— begin Supplied text —

A zero-byte file or zero-length file is a computer file containing no data; that is, it has a length or size of zero bytes.

Creation 
There are many ways that could manually create a zero-byte file, for example, saving empty content in a text editor, using utilities provided by operating systems, or programming to create it. On Unix-like systems, the shell command $ touch filename results in a zero-byte file . Zero-byte files may arise in cases where a program creates a file but aborts or is interrupted prematurely while writing to it. Because writes are cached in memory and only flushed to disk at a later time (page cache), a program that does not flush its writes to disk or terminate normally may result in a zero-byte file. When the zero-byte file is made, file system does not record the file's content on storage, but only updates its index table.

Metadata 
Even a file describing an empty word processor document, an image file with zero-by-zero dimensions, or an audio file of length zero seconds usually still contains metadata identifying the file format and describing some basic attributes of the file; it results in the file with some positive size. Some very simple formats do not use metadata, such as ASCII text files; these may validly be zero bytes (a common convention terminates text files with a one- or two-byte newline, however). Conversely, zero-byte files must use some disk space to be indexed by a filesystem, though none for content.

— end Supplied text —

### Prompt 1
Report every line of the records that contains the word "sign". Case counts.
The text and the records are unrelated to each other.

— begin Input data —

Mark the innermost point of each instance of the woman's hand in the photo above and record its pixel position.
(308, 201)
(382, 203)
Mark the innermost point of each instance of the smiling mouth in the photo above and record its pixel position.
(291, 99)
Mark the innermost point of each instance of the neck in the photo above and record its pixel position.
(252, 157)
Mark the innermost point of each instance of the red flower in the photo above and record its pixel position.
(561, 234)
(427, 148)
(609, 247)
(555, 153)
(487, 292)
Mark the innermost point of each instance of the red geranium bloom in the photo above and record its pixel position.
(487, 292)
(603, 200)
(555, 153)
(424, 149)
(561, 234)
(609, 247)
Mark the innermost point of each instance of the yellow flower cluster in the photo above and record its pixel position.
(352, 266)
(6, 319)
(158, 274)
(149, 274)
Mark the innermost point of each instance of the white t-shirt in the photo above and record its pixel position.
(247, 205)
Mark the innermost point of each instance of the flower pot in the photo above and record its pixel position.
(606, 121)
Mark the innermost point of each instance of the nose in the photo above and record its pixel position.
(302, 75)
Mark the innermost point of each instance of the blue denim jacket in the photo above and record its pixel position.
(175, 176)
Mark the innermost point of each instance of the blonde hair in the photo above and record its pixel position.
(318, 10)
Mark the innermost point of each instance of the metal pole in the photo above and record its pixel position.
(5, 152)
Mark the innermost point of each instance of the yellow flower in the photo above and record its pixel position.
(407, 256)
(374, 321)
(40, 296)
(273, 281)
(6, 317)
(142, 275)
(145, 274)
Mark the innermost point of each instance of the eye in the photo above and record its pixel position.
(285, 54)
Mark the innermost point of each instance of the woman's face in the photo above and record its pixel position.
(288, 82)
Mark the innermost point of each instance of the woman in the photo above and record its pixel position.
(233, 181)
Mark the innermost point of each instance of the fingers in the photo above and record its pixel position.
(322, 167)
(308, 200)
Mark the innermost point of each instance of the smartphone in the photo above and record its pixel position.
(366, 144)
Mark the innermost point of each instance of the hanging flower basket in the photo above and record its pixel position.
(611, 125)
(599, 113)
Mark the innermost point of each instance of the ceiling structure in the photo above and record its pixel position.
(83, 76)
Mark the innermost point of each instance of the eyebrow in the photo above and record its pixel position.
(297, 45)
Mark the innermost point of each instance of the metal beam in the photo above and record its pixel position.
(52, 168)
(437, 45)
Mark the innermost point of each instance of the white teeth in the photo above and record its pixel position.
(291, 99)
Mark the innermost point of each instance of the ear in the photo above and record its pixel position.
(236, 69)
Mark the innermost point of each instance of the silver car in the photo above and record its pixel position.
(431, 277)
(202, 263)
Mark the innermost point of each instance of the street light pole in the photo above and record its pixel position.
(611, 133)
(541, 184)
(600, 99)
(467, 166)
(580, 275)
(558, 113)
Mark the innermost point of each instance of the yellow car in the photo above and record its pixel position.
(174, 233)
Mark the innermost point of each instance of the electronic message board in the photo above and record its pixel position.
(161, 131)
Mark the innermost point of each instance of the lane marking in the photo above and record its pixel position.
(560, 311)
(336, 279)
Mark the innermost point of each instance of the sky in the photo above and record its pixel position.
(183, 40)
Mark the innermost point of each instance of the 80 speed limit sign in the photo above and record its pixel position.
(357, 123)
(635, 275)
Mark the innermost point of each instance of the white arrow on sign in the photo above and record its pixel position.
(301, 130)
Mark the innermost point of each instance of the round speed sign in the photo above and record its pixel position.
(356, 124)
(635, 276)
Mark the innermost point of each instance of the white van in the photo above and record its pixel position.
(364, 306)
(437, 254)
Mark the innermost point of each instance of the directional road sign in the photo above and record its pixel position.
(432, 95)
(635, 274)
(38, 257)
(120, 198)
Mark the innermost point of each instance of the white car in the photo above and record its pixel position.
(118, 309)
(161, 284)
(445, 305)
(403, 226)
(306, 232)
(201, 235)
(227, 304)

— end Input data —

### Prompt 2
Write the next part of the text on zero-byte files, picking up after its last sentence.

### Written answer 1
Mark the innermost point of each instance of the 80 speed limit sign in the photo above and record its pixel position.
Mark the innermost point of each instance of the white arrow on sign in the photo above and record its pixel position.
Mark the innermost point of each instance of the round speed sign in the photo above and record its pixel position.
Mark the innermost point of each instance of the directional road sign in the photo above and record its pixel position.

### Written answer 2
Uses 
Zero-byte files cannot be loaded or used by most applications. In some cases, zero-byte files may be used to convey information like file metadata (for example, its filename may contain an instruction to a user viewing a directory listing such as , etc.); or to put in a directory to ensure that it is nonempty, since some tools such as backup and revision control software may ignore the empty directories.

IF Exist - Testing:
Use the zero-byte (zero length) file as an "exit" ramp or for a "goto" statement within a batch-file or script.  It provides a directory listing, but requires no disk space.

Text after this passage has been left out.